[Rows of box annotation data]
----

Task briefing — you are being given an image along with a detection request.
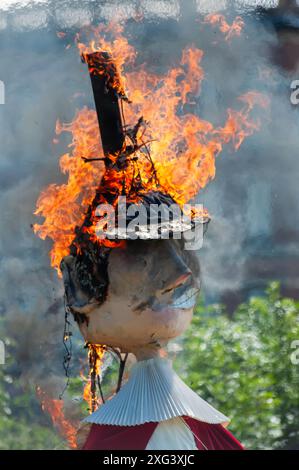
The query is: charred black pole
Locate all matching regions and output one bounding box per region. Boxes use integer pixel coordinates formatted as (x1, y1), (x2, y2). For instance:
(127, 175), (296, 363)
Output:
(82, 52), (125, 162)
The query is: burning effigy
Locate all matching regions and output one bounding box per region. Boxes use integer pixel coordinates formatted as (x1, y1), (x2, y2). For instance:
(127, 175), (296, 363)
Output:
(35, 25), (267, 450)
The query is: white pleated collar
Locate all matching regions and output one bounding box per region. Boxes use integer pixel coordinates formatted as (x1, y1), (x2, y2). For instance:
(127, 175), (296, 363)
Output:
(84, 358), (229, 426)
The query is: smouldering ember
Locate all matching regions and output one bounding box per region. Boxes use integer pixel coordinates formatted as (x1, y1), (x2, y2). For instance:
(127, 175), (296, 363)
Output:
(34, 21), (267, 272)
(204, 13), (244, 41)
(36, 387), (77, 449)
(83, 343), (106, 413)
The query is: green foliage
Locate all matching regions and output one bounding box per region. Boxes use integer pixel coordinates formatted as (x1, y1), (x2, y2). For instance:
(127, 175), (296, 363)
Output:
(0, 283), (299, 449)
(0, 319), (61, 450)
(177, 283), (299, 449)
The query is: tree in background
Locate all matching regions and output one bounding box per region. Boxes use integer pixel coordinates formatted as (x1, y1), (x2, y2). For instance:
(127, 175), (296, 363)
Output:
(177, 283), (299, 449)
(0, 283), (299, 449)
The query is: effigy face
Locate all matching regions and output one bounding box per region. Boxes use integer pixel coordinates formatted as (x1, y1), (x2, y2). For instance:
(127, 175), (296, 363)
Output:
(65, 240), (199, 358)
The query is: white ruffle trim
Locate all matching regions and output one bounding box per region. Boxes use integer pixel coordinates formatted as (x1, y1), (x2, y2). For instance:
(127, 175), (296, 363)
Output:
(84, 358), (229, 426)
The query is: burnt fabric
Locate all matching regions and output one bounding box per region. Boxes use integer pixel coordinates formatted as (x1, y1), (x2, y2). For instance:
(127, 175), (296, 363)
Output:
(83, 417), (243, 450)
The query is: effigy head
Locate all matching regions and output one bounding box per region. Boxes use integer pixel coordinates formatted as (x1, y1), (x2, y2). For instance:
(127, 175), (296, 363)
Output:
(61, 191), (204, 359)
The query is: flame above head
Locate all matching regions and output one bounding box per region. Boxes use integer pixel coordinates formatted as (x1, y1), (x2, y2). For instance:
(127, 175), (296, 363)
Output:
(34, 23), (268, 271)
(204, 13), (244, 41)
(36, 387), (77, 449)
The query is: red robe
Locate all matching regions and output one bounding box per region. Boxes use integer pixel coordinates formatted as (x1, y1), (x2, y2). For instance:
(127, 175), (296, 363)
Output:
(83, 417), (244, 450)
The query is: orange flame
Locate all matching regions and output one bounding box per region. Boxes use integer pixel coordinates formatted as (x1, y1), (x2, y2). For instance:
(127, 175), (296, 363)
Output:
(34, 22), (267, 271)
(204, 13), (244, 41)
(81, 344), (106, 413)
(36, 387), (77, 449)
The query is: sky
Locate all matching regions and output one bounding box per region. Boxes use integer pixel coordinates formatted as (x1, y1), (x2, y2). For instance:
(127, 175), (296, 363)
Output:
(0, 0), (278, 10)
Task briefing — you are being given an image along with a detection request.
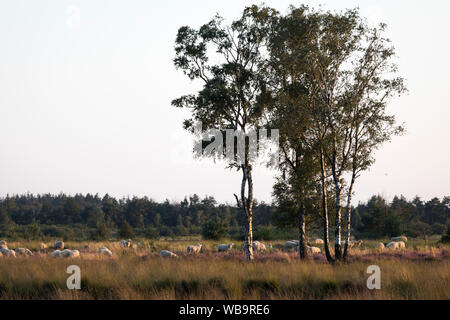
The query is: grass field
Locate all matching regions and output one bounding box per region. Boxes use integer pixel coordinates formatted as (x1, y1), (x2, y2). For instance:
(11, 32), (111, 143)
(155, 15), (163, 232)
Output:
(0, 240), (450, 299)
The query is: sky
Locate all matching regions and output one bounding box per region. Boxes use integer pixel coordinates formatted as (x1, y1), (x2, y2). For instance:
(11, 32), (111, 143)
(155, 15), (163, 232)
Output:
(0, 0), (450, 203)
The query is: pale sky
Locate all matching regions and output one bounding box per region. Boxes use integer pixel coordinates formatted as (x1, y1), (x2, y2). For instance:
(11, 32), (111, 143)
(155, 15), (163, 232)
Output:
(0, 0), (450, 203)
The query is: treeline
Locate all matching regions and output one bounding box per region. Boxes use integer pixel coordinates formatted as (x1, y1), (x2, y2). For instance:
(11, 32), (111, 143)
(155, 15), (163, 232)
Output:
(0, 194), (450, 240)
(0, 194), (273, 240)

----

> [DIRECTIONS]
Reproduce all entries without any change, and omit the pictures.

> [RESULT]
Task briefing — you are being given an image along with a detection request.
The query is: charred black pole
Locate all matching regions and output one bounding box per region. Boxes use integer pixel coordinates formatted as (x1, y1), (x2, y2). For instance:
(127, 175), (296, 363)
Output:
(82, 52), (125, 162)
The query is: burning effigy
Locate all matching regions and output one bounding box per region. Boxes use integer pixel coordinates formatted as (x1, y1), (x2, y2). For instance:
(127, 175), (296, 363)
Output:
(35, 25), (267, 450)
The query is: white pleated collar
Locate all matching regions and output one bounding box per region. Boxes use integer pixel coordinates formatted as (x1, y1), (x2, y2). For instance:
(127, 175), (296, 363)
Output:
(84, 358), (229, 426)
The query is: smouldering ember
Locate all matching regions and output one bounding box per region. Boxes use integer pixel coordinates formatted as (x1, y1), (x2, y2). For instance:
(127, 175), (296, 363)
Output:
(34, 21), (267, 272)
(204, 13), (244, 41)
(36, 387), (77, 449)
(83, 343), (106, 413)
The query is: green foliage
Locate all matching regions and output one bounding box per region. Boxes use integer pixel coordinates formatted as (x1, y1), (x2, y2). For instance:
(127, 175), (296, 363)
Output:
(0, 283), (299, 449)
(0, 319), (61, 450)
(177, 283), (299, 449)
The query is: tree in background
Locate all matching regions and output one bounding box per region. Boxes use integer pixel coordinates formatted as (x1, y1), (x2, y2). For instance:
(127, 175), (296, 363)
Output:
(177, 283), (299, 449)
(0, 283), (299, 449)
The query is: effigy face
Locate all matching regions and output one bounding box per region. Boxes use integer pixel coordinates formatted as (x1, y1), (x2, y2). For instance:
(127, 175), (296, 363)
Output:
(65, 240), (199, 358)
The query is: white ruffle trim
Locate all matching regions and output one bounding box per region. Boxes use integer pixel coordinates formatted as (x1, y1), (x2, y2). For instance:
(127, 175), (296, 363)
Output:
(84, 358), (229, 426)
The query is: burnt fabric
Locate all matching regions and output one bounding box per region. Boxes use integer pixel coordinates formatted as (x1, y1), (x2, y2). For instance:
(127, 175), (296, 363)
Output:
(83, 417), (243, 450)
The query is: effigy head
Locate all matching regions and output one bounding box per region. Boxes use integer pixel coordinates formatted as (x1, y1), (x2, y2). For instance:
(127, 175), (296, 363)
Output:
(61, 191), (204, 359)
The query is: flame above head
Locate all matching regions and output one bounding box per region. Boxes use integer pixel coordinates formatted as (x1, y1), (x2, y2). For instance:
(127, 175), (296, 363)
Output:
(34, 23), (268, 271)
(204, 13), (244, 41)
(36, 387), (77, 449)
The query is: red robe
Locate all matching regions and output one bounding box per region. Boxes use integer pixel coordinates formatted as (x1, y1), (x2, y2). For instance:
(127, 175), (296, 363)
Output:
(83, 417), (244, 450)
The query is: orange flame
Locate all matching regions and output one bounding box per region. Boxes use integer pixel coordinates formatted as (x1, y1), (x2, y2). For instance:
(127, 175), (296, 363)
Output:
(34, 22), (267, 271)
(204, 13), (244, 41)
(81, 344), (106, 413)
(36, 387), (77, 449)
The query is: sky
Locate all matching regions and output one bounding box per region. Boxes use integer pixel coordinates formatted as (x1, y1), (x2, y2). For instance:
(127, 175), (296, 363)
Output:
(0, 0), (278, 10)
Task briefing — you are being given an image along with a detection request.
The query is: grass field
Locate all matching regions and output one bounding box per region. Boxes use integer pixel coordinates formatted as (x1, y1), (x2, y2). For instance:
(11, 32), (111, 143)
(155, 15), (163, 232)
Output:
(0, 240), (450, 299)
The query is: sky
Locate all matching regions and output one bounding box per region. Boxes use integer pixel coordinates formatted as (x1, y1), (x2, y2). For instance:
(11, 32), (111, 143)
(155, 15), (163, 232)
Output:
(0, 0), (450, 203)
The query is: pale sky
Locate all matching regions and output one bounding box per region. Boxes use integer pixel coordinates formatted as (x1, y1), (x2, y2). For instance:
(11, 32), (111, 143)
(155, 15), (163, 232)
Output:
(0, 0), (450, 203)
The query is: treeline
Locate all matching regions and output one bounding box per region. Boxes use integer pixel coordinates formatted as (x1, y1), (x2, y2). For instance:
(11, 32), (111, 143)
(155, 15), (163, 232)
Output:
(0, 194), (450, 240)
(0, 194), (273, 240)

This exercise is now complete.